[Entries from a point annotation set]

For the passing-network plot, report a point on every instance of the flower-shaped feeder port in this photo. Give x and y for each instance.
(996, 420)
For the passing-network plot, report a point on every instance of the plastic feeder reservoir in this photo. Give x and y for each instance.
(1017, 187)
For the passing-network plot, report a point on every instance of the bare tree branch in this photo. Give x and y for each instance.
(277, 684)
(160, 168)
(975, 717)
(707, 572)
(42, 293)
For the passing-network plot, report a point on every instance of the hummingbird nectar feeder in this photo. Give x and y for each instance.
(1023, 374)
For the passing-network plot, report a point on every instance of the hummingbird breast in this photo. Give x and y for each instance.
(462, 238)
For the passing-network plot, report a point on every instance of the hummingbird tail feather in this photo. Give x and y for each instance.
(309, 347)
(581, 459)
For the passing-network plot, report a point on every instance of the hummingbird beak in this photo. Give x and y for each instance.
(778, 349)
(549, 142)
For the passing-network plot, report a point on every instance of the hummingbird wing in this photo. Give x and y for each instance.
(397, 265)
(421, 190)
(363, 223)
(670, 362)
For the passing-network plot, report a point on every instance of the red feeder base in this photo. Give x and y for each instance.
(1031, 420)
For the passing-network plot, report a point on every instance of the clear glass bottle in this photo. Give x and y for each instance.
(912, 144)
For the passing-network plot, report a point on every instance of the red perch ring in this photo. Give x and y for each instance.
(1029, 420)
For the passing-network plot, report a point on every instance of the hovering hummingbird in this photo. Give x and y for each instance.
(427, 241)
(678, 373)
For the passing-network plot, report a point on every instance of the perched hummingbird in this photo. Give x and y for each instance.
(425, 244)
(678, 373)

# [BRIEF]
Repeat every line of the records above exactly.

# [THE RESPONSE]
For the passing-network plot, report a point on every instance of the flower-shaped feeder port in this photo. Give x and y for each instance.
(996, 420)
For the passing-network plot, report a point on every instance of the plastic feeder reservoir in this photo. Give x and y for each instance.
(1017, 187)
For the passing-network plot, report a point on every instance of the bare tree branch in this photo. Give x and y for each instance.
(277, 684)
(160, 168)
(975, 717)
(707, 572)
(42, 293)
For the passing-network plot, report a point on every instance of the hummingbird nectar feeder in this photo. Give x and y for each instance.
(1023, 374)
For the passing-network plot, report a point on every instance of the hummingbird breast in this photo. Give x and y for each instance.
(462, 238)
For the passing-network plot, report a point on every instance of the hummingbird tail feather in this photo. Give x and y for each instance.
(309, 347)
(581, 459)
For the passing-network plot, report a point on every instance of the hummingbird beak in this photo. Give x and y for each instance.
(778, 349)
(549, 142)
For the passing-network plot, report a point on every instance of the hummingbird wing in this photo. Give x and y for each instance.
(397, 265)
(421, 190)
(363, 223)
(670, 362)
For the passing-network plot, report a point on every instance of the red feeder base in this photo. Give x and y for each instance.
(1031, 420)
For the passing-network plot, report a point on every instance of the clear glass bottle in this photo. Give x and y for each instance.
(912, 144)
For the passing-network plot, report a point on every instance of the red perch ring in this photo. Give x and y for each instance.
(1029, 420)
For the passing-network plot, report a point on every instance of the hovering hummingbird in this photo. Give x and y for each instance.
(427, 241)
(678, 373)
For the passing-network plot, report a point on every instance of the perched hummingbird in this photo. Give x and y for each instance.
(425, 244)
(678, 373)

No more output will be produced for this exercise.